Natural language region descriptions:
- - - - - - -

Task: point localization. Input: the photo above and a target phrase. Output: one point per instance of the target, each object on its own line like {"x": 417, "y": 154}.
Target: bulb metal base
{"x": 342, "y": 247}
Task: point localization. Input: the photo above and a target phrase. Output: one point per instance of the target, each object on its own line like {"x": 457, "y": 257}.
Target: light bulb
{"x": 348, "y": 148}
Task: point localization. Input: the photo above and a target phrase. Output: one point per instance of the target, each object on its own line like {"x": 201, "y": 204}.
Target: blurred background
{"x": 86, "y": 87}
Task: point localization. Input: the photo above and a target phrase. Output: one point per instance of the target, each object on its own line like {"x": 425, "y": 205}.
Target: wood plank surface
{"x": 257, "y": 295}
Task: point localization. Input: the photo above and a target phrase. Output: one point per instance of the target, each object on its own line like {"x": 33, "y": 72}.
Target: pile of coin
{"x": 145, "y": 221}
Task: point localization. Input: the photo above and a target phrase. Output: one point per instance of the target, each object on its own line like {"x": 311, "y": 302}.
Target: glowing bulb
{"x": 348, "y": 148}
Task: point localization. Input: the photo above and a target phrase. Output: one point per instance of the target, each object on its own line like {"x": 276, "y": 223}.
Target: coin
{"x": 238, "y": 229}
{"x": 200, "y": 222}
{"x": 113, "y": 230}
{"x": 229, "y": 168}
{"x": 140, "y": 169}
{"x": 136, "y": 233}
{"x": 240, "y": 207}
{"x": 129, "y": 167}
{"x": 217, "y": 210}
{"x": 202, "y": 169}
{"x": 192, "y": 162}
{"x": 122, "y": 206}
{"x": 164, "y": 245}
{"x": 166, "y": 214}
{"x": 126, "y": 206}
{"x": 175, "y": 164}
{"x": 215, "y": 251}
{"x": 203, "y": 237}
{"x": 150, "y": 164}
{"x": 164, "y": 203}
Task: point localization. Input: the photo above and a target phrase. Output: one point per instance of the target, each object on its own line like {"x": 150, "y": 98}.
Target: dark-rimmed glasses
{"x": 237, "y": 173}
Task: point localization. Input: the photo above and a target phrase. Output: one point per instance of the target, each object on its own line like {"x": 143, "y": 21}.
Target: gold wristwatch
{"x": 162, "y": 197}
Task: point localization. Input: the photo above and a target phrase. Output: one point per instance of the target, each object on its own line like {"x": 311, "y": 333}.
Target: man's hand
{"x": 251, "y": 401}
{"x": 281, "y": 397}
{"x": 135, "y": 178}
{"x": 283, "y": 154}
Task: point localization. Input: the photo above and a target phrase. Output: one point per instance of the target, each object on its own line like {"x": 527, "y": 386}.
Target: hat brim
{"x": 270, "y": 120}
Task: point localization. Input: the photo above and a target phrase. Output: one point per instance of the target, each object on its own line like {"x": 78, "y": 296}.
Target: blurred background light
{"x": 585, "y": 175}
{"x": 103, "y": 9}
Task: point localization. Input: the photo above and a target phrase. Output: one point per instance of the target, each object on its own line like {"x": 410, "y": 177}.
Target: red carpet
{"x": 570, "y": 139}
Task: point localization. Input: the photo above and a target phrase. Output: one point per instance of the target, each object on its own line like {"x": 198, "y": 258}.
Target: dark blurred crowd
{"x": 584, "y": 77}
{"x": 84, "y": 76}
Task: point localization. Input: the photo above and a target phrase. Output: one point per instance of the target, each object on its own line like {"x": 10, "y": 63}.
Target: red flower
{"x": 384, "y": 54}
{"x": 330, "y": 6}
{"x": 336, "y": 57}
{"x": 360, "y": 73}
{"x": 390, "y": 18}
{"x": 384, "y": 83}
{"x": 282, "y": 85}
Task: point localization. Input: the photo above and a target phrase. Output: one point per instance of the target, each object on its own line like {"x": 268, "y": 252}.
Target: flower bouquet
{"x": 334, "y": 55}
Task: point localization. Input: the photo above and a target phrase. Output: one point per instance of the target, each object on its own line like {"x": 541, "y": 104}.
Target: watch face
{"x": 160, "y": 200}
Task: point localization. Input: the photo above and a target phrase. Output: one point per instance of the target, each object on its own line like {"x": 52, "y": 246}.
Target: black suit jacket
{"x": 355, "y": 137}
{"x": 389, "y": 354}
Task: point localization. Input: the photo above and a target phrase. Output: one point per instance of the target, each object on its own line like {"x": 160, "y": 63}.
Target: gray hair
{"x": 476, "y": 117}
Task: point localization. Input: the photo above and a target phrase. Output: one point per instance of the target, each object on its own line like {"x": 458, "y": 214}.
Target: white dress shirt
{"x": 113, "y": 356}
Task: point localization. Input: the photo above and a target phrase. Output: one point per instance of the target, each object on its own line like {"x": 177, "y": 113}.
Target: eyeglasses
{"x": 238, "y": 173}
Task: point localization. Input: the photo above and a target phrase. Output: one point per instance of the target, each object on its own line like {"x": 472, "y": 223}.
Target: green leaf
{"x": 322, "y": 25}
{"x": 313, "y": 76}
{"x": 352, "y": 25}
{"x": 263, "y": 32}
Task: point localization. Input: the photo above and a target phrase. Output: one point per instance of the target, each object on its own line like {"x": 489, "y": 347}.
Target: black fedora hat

- - - - - - -

» EXERCISE REQUIREMENTS
Copy out the data exactly, keeping each line whole.

» RESPONSE TO THIS EXERCISE
Task: point localization. Input: the photo above and a target phrase. Output: one point per instance of the target, each object on its own line like {"x": 417, "y": 154}.
Target: bulb metal base
{"x": 342, "y": 247}
Task: point localization. Input: the photo above and a target phrase. Output: one point per instance of the target, each object on its own line like {"x": 457, "y": 257}.
Target: light bulb
{"x": 348, "y": 148}
Task: point localization. Input: the photo above and a target phrase. Output: one point per instance of the target, each object on its own line like {"x": 201, "y": 204}.
Target: blurred background
{"x": 86, "y": 87}
Task: point localization. Input: the photo above and a target phrase. Output: one point per instance of the target, each object on its own line like {"x": 425, "y": 205}.
Target: wood plank surface
{"x": 257, "y": 295}
Task: point localization. Input: the photo above and a target phrase. Output: one point per instance of the target, each object on its own line like {"x": 33, "y": 72}.
Target: pile of coin
{"x": 145, "y": 221}
Task: point localization. Input: the photo above and a target phrase. Output: one point per instance of the target, each object on its own line like {"x": 311, "y": 302}.
Target: glowing bulb
{"x": 348, "y": 148}
Task: point localization. Input: the photo above and a target phrase. Output: one point per instance of the target, each object on its own line like {"x": 276, "y": 223}.
Target: coin
{"x": 238, "y": 229}
{"x": 200, "y": 222}
{"x": 113, "y": 230}
{"x": 229, "y": 168}
{"x": 140, "y": 169}
{"x": 136, "y": 233}
{"x": 240, "y": 207}
{"x": 129, "y": 167}
{"x": 217, "y": 210}
{"x": 202, "y": 169}
{"x": 192, "y": 162}
{"x": 122, "y": 206}
{"x": 164, "y": 245}
{"x": 166, "y": 214}
{"x": 126, "y": 206}
{"x": 175, "y": 164}
{"x": 215, "y": 251}
{"x": 203, "y": 237}
{"x": 150, "y": 164}
{"x": 164, "y": 203}
Task: point localization. Input: the photo above and a target phrase. Output: one point per instance of the target, each object on its own line like {"x": 150, "y": 98}.
Target: dark-rimmed glasses
{"x": 237, "y": 173}
Task: point localization. Input: the photo above and a target phrase. Output: one point per instance of the target, each object on its own line like {"x": 143, "y": 21}.
Target: gold wristwatch
{"x": 162, "y": 197}
Task: point localization. Input: the photo above and a target phrase. Output: one point per instance of the target, each object on its own line like {"x": 311, "y": 333}.
Target: man's hand
{"x": 251, "y": 401}
{"x": 281, "y": 397}
{"x": 135, "y": 178}
{"x": 283, "y": 154}
Task: point localization. Input: the photo above and a target phrase. Output: one point per instance of the target, each object on its own line like {"x": 527, "y": 386}.
Target: hat brim
{"x": 270, "y": 120}
Task: point localization. Input: the photo above and a target phrase. Output: one point per instance of the target, each object on its own line like {"x": 78, "y": 296}.
Target: blurred background light
{"x": 585, "y": 175}
{"x": 103, "y": 9}
Task: point localization. Input: the photo above and a target phrase. Output: one point per instance of the target, each object on its own line like {"x": 410, "y": 177}.
Target: red carpet
{"x": 570, "y": 139}
Task: point localization. Input: the photo above and a target phrase. Output: one point per instance of the target, each object on its own line like {"x": 198, "y": 258}.
Target: dark blurred crowd
{"x": 584, "y": 77}
{"x": 84, "y": 76}
Task: point localization. Input: the photo above and a target phrase. Output: one point per instance of the target, each object on its own line like {"x": 10, "y": 63}.
Target: red flower
{"x": 384, "y": 54}
{"x": 330, "y": 6}
{"x": 336, "y": 57}
{"x": 360, "y": 73}
{"x": 390, "y": 18}
{"x": 384, "y": 83}
{"x": 282, "y": 85}
Task: point localization. Input: the photo above and a target phrase. Output: one point per instance of the target, each object on its own line like {"x": 268, "y": 252}.
Target: flower bouquet
{"x": 334, "y": 55}
Task: point localization. Input: the photo above and a target phrase. Output: one point per instance of the target, each object on its own line like {"x": 541, "y": 104}.
Target: watch face
{"x": 160, "y": 200}
Task: point localization. Input: the photo above and a target phrase. Output: one point per instance of the target, each object on its own line like {"x": 52, "y": 246}.
Target: black suit jacket
{"x": 355, "y": 137}
{"x": 389, "y": 354}
Task: point localization. Input: the photo above and a target phrase. Output: one point per instance of the target, each object on its own line like {"x": 160, "y": 63}.
Target: gray hair
{"x": 476, "y": 117}
Task: point localization. Input: the photo above and a target phrase. Output: one point per instance of the target, each object on its own line like {"x": 458, "y": 214}.
Target: white dress shirt
{"x": 113, "y": 356}
Task: point localization. Input: the photo above and a target phrase. Output: one point per instance of the target, each object on its own line like {"x": 177, "y": 113}.
Target: eyeglasses
{"x": 238, "y": 173}
Task: point localization. Input: the photo above and a target phrase. Output: one point per instance of the target, each object on its own line like {"x": 472, "y": 223}.
Target: green leaf
{"x": 322, "y": 25}
{"x": 313, "y": 76}
{"x": 352, "y": 25}
{"x": 263, "y": 32}
Task: point localization. Input: the photo above and a target phrase. Output: one point per instance of the target, each object on its own line like {"x": 489, "y": 347}.
Target: black fedora hat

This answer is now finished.